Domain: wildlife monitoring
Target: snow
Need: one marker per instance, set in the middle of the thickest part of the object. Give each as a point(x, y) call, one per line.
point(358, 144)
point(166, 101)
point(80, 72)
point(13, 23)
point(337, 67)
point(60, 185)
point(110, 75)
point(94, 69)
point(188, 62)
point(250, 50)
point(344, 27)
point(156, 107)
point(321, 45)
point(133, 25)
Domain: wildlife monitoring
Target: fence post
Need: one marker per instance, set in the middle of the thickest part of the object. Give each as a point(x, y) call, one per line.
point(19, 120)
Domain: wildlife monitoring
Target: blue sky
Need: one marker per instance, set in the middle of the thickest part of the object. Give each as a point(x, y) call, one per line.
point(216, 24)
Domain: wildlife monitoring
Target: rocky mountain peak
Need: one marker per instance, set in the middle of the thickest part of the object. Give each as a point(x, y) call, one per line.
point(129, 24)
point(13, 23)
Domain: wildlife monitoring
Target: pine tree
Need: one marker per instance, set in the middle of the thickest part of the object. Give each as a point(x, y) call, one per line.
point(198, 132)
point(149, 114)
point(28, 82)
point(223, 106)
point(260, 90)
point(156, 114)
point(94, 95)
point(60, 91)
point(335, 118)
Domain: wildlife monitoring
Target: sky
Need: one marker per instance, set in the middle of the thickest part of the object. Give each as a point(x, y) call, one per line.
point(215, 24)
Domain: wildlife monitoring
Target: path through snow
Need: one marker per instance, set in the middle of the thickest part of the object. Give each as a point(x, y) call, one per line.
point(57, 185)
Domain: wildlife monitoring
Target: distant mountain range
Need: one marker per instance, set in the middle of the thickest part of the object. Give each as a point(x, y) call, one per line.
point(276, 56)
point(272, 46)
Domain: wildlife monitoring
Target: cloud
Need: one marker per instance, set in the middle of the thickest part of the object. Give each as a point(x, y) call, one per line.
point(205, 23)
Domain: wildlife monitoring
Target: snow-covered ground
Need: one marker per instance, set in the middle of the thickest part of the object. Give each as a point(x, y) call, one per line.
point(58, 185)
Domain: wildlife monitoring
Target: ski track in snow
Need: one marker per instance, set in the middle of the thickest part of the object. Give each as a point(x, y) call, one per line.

□ □ □ □ □ □ □

PROBLEM REQUIREMENTS: Copy out all of the material above line for line, with no changes.

RESULT:
Domain: wildlife monitoring
Target: snow
Need: one marker per instance, set in the middle of the thickest part of the object. Give each as a point(x, y) call, one per line.
point(358, 144)
point(166, 101)
point(80, 72)
point(13, 23)
point(337, 67)
point(60, 185)
point(110, 75)
point(94, 69)
point(188, 62)
point(250, 50)
point(344, 27)
point(156, 107)
point(321, 45)
point(133, 25)
Domain: wildlife monitoring
Target: fence post
Need: one marker per instance, set in the middle of the thickest part of the object. Give each as a point(x, y) call, one per line.
point(19, 120)
Domain: wildlife monitoring
Target: blue sky
Need: one marker per instance, set in the middle of the thickest part of the object. Give each as a point(x, y) call, one per line.
point(216, 24)
Domain: wildlife monitoring
Target: rocky mountain peak
Need: one marker per instance, set in the middle of the thickest part of the object. Give each as a point(x, y) call, one per line.
point(129, 24)
point(13, 23)
Domain: wildlife monitoring
Target: pine tree
Need: one marker per instance, set in the middle of the thickest part of the object. Give each as a point(x, y) call, one per line.
point(198, 132)
point(149, 114)
point(28, 82)
point(223, 106)
point(260, 90)
point(156, 114)
point(94, 95)
point(60, 91)
point(335, 118)
Domain: wildlife monitoring
Target: sky
Need: one marker per instance, set in the middle of the thickest part of the object. Give each as a point(x, y) call, one per line.
point(215, 24)
Domain: wildlife monitoring
Target: path through snow
Need: one marker per instance, set in the middle of the thickest part of the object. Give each as a point(x, y) call, one per line.
point(57, 185)
Domain: wildlife monitoring
Target: distant mountain range
Need: one marker per instance, set in the middle of the thickest part of the object. Give each as a point(x, y) call, one per line.
point(276, 56)
point(272, 46)
Domain: wildlife monitoring
Target: cloud
Need: one marker per instance, set in the middle of the thickest part of the object. Give each as a point(x, y) call, one per line.
point(205, 23)
Domain: wildlife monitoring
Target: snow-covered ground
Need: one marker per instance, set in the middle of the thickest part of the object. Give each as a point(x, y) call, one per line.
point(58, 185)
Domain: wildlife monitoring
Target: ski track in snow
Need: one marker per instance, set in the middle of the thickest part of the object. Give each as a point(x, y) call, one per line.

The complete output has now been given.